WORK REQUIRED.
Repeat the listing below word for word, leaving nothing out.

PROVIDED DATA.
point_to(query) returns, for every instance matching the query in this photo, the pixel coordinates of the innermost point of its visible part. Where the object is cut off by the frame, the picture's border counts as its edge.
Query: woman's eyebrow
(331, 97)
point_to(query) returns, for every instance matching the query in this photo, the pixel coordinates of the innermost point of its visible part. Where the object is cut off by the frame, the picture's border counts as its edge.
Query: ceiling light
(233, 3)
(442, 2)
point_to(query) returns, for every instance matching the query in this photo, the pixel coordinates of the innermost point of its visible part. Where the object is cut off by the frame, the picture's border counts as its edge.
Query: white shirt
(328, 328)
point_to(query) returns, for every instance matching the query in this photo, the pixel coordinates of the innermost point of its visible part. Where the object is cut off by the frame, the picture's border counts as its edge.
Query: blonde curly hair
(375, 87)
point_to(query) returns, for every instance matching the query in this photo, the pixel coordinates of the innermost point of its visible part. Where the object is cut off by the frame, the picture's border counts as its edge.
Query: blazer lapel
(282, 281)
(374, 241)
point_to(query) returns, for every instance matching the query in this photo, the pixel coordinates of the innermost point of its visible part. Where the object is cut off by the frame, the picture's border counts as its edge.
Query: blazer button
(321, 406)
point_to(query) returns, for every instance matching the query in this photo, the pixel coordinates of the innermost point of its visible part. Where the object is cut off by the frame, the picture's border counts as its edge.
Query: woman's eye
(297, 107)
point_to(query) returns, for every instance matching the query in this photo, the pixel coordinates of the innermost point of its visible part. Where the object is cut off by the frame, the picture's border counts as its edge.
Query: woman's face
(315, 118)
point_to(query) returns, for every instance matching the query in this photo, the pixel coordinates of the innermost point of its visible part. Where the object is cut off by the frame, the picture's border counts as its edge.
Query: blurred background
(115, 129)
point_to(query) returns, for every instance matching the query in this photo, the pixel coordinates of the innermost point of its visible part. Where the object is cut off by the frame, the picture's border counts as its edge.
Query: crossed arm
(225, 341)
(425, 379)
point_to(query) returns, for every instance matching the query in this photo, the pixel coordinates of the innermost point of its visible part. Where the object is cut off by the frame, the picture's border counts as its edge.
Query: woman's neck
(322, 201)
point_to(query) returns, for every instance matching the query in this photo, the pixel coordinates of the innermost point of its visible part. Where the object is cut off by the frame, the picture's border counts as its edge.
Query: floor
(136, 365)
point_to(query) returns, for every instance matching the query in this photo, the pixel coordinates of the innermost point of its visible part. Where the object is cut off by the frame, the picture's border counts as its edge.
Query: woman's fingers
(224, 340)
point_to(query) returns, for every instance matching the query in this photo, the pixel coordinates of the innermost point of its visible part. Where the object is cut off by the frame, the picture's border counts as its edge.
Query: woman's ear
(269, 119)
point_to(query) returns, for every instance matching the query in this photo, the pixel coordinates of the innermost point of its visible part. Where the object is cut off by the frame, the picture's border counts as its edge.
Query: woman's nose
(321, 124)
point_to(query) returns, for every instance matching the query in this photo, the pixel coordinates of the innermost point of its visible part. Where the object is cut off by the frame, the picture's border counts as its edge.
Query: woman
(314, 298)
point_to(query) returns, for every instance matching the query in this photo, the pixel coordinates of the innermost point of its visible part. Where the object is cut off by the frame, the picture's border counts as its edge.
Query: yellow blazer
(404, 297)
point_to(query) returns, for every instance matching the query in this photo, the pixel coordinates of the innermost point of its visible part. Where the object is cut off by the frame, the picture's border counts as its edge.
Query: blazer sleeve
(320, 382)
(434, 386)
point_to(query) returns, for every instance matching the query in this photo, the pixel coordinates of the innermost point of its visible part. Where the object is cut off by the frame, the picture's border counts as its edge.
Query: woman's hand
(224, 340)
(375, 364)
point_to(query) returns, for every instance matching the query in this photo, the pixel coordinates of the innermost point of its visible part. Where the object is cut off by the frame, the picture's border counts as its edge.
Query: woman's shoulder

REPLY TO THE EXERCISE.
point_to(query) returns, for every instance matching the query in this photo, the pixel coordinates of the innermost point of its visible part. Where the object is cut off by the frame, the picture's border counts as its edge.
Query: woman's eyebrow
(331, 97)
point_to(query) returns, for every instance matching the query in this photo, the pixel coordinates of the innermost point of its visible part. Where the object is cut off by the frame, the picture's border counts as its edge.
Query: ceiling light
(233, 3)
(442, 2)
point_to(query) returns, for every instance matching the query in this photo, the pixel coordinates of the innermost point of its visible part. Where the object is cut off by the frame, the picture's border counts as its edge.
Query: white shirt
(328, 328)
point_to(query) returns, for every instance matching the query in this photo, the pixel coordinates of the innermost point of its visible part. Where the object is cut off by the frame, the picture's border counts as its edge.
Query: blonde curly hair
(375, 87)
point_to(query) returns, for every instance matching the query in this photo, the pixel coordinates of the innermost point of its visible part. Where the object is cut off by the frame, the picture's border counts as its edge.
Query: blazer lapel
(282, 281)
(374, 241)
point_to(query) returns, for every instance matching the query in this photo, the pixel coordinates of the innermost point of its visible part. Where the object is cut off by the frame, the picture's border counts as its edge.
Query: blazer button
(321, 406)
point_to(query) returns, for every instance matching the query in this photo, the pixel coordinates of the innermost point of its visible part. Where the object is cut off by the frame, the picture's border counts as its edge.
Query: woman's eye
(297, 107)
point_to(query) returns, for every instance matching the query in this photo, the pixel coordinates of the innermost point of its visible part. Where the object is cut off by the frame, the picture's border counts as its edge.
Query: woman's face
(315, 118)
point_to(query) returns, for every instance matching the query in this photo, the pixel coordinates of the innermost point of its visible part. Where the object is cut off by the frame, the picture's border counts as its edge.
Query: blurred background
(115, 129)
point_to(query) returns, for every instance matching the query in this photo, the pixel coordinates of the innermost point of its visible part. Where the object is cut off by the frame, the picture's border counts as its edge.
Query: crossed arm
(225, 341)
(425, 379)
point_to(query) returns, for every instance matching the query in this photo, the pixel coordinates of the innermost point of its visible part. Where the object is cut off by the frame, the picture's border counts as its edge.
Query: woman's neck
(322, 201)
point_to(query) returns, for every instance matching the query in this photo, the pixel coordinates of the innermost point of its visible part. Where the object is cut off by the frame, the picture's border counts as its edge.
Query: floor
(136, 365)
point_to(query) returns, for every instance matching the query in this photo, the pixel coordinates of the innermost point of its visible part. Where the object is cut off by the frame, the picture's border counts as its edge.
Query: woman's fingers
(224, 340)
point_to(query) returns, for every instance matching the query in this photo, the pixel coordinates of the innermost point of its visible part. Where the object is cut off by the frame, the picture's border counts as its edge.
Query: woman's ear
(269, 119)
point_to(query) returns, for every instance matching the query in this photo, the pixel coordinates of the innermost point of its visible part. Where the object is cut off by the frame, the picture's border counts as its edge.
Query: woman's nose
(321, 124)
point_to(query) returns, for every instance matching the query in this photo, the pixel coordinates of the innermost point of its visible part. Where the object is cut off by the frame, the picture's border counts as its edge.
Query: woman
(314, 298)
point_to(query) returns, for every instance matching the query in this photo, the pixel coordinates of the innermost point of its visible part. Where the object is cut off by the frame, the picture's border counts as its edge.
Query: yellow blazer
(404, 297)
point_to(query) returns, for every instance matching the query in this photo, the pixel coordinates of the innermost point of its visible part. Where the object is cut off by the frame, the picture's border counts as its edge.
Query: blazer sleeve
(320, 382)
(434, 386)
point_to(query) returns, for every instance matching the query in this photo, the pixel coordinates of the innermost point of its visible part. Where the object is cut off by the frame, the picture's border counts as its edge.
Query: woman's hand
(224, 340)
(375, 364)
point_to(query) returns, for every instance matching the query in this photo, the pixel coordinates of the innermost point of its visible part. Where the object is cut off by the frame, the picture's border counts as its edge.
Query: woman's shoulder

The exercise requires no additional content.